== Written instruction a ==
Show every line in the listing below that contains the word "rear".

NONE OF THE COMMENTARY BELOW SHOULD BE REGARDED AS ADVICE. IT IS GENERAL INFORMATION BASED ON A SNAPSHOT OF THESE INVESTORS' CIRCUMSTANCES.

 

THE BIG PICTURE

Chris Dillow, Investors Chronicle's economist, says:

Your target of a £38,000 annual income is feasible. It’s reasonable to expect a real return of around 4 per cent a year from this portfolio, which means that on average you could take around £40,000 a year in real terms from it while leaving the capital intact. I stress that this is a total return as you could create your own income by selling some holdings. I’m pleased to see that you are not making the mistake of thinking you need to own income funds to generate income.

But there is a risk in doing this. These same reasonable expectations suggest that there is around a one-in-12 chance that your equity holdings will fall 20 per cent or more over a three-year period. That might seem low. But, I hope, you should live for at least eight more three-year periods, which means that there’s a roughly 50:50 chance of you experiencing such a bear market during your retirement.

Your portfolio's low weighting to bonds suggests that it would not be resilient to this. But I think this position is reasonable because, although bonds insure against recession and increases in risk aversion, this insurance is expensive – it comes at the price of a guaranteed loss in real terms in normal times.

A protection you could have is to leave a smaller bequest to your family, effectively pooling risk with your children and grandchildren.

Another insurance is cash to which it’s sensible to have a decent sized weighting. It doesn’t just protect against falling share prices, but also the type of liquidity risk that comes with property and infrastructure funds. But you do need a way of diversifying risk.

 

Peter Savage, chartered financial planner at Fairstone, says:

You have a small inheritance tax (IHT) liability due to the value of your main home, two Isas and buy-to-let property. The assets held within your Sipps aren’t subject to IHT and could be passed down to future generations, which can make these wrappers efficient tools for IHT planning.

To reduce your heirs' IHT liability, consider drawing on the assets within your Isas first for income, as this will lower the value of your estate for IHT purposes. If you do this you may want to reconsider the asset allocation of the Isas and Sipps. If you withdraw what you need for income from the Isas first, maybe hold lower-risk assets within these tax wrappers. Also look to have yield-bearing assets within the Isas as much as possible.

== Written instruction b ==
Please resume the retirement portfolio commentary from where it stops.

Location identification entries
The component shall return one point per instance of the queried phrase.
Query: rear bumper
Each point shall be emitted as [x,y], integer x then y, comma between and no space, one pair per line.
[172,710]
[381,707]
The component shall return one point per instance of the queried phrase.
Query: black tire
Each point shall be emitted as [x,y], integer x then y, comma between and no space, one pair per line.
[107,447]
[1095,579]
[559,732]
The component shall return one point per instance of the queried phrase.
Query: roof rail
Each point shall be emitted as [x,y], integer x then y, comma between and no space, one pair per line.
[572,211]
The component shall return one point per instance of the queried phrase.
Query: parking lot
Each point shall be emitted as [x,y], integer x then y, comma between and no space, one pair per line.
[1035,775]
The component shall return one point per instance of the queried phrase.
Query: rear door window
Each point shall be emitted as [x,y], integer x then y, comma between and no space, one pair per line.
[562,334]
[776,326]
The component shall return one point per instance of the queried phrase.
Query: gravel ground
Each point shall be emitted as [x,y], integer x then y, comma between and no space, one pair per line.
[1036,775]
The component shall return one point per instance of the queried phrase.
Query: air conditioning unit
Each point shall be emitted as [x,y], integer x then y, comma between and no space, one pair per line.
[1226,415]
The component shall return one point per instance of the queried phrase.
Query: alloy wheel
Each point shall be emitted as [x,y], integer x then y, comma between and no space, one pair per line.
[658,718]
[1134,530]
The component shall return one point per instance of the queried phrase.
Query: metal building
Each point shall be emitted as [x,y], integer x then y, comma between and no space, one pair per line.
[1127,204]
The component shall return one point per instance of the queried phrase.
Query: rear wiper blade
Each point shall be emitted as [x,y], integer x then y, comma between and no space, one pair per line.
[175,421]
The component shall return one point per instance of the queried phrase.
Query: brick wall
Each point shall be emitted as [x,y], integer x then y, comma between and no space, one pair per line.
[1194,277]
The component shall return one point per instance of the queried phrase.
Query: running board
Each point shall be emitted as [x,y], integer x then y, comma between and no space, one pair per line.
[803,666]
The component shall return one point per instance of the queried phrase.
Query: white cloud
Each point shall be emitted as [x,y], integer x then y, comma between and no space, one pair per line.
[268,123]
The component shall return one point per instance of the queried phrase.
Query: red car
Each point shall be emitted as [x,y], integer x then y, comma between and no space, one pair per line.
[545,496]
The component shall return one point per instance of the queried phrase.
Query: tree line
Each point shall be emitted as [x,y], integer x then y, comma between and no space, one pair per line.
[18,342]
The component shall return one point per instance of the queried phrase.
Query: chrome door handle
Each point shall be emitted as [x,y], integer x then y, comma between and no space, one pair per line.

== Response a ==
Query: rear bumper
Query: rear door window
Query: rear wiper blade

== Response b ==
You could then keep more equity-based growth investments within the Sipps and allow the capital value of these assets to appreciate more as they will not be drawn on for the first five years.

If you die before age of 75 the assets in your Sipps could be paid out as a tax-free lump sum or a tax-free drawdown pension. If you die after age 75, the benefits could be drawn down or paid as a lump sum taxed at the beneficiary’s marginal rate. If you die before age 75 and leave the benefits to a spouse who draws from the pension tax-free and dies after they are over age 75, the benefits would revert to being taxable income for whoever next receives them.

The disadvantage of your beneficiaries or spouse taking the benefits as a tax-free lump sum is that they would take an asset that didn't previously fall within their estate for IHT purposes into it.

An alternative option would be to use a bypass trust for your Sipp benefits in case you die before age 75. This is a discretionary trust that is set up to receive the pension death benefits. So, instead of nominating your beneficiaries directly, you nominate the trust. This would ensure that the death benefits remain outside the estate of the beneficiary and are not subject to IHT. The beneficiaries can withdraw capital or income, and keep the assets within an IHT-efficient wrapper. For older clients, this also reduces potential social impacts and third-party claims. If the beneficiary passes away after age 75 this would not affect the tax position of the assets within the trust.

If you die after age 75 you may not wish to nominate a trust, because if the benefits are paid out as a lump sum to the trust this would incur a tax charge of 45 per cent. However, I would seek advice on this option after you reach age 75.

You have too many holdings and need to reduce the number to make them easier to monitor.

 

Adrian Lowcock, head of personal investing at Willis Owen, says:

Your income target from the investment portfolio means you need to aim for a yield of around 3.7 per cent, which should be achievable as your equity-focused investments offsets the lower yields from the bond funds. But you face two major challenges in meeting your income objectives.

Aiming for an inflation-proof income income requires investing in lower-yielding inflation-linked bonds. But if you want to take a flexible approach, equity investments offer the potential to generate income and growth ahead of inflation, albeit with some risks.

Your desire to hold two years' required income in cash – around £76,000 – means that the rest of your portfolio needs to work harder to generate the required yield of 4 per cent. In the current environment, it is difficult to generate a yield of 4 per cent and it would require your portfolio to be focused almost entirely on income-generating investments.

But you should still be able to generate the income you need without drawing on the capital, allowing you to pass it onto your family.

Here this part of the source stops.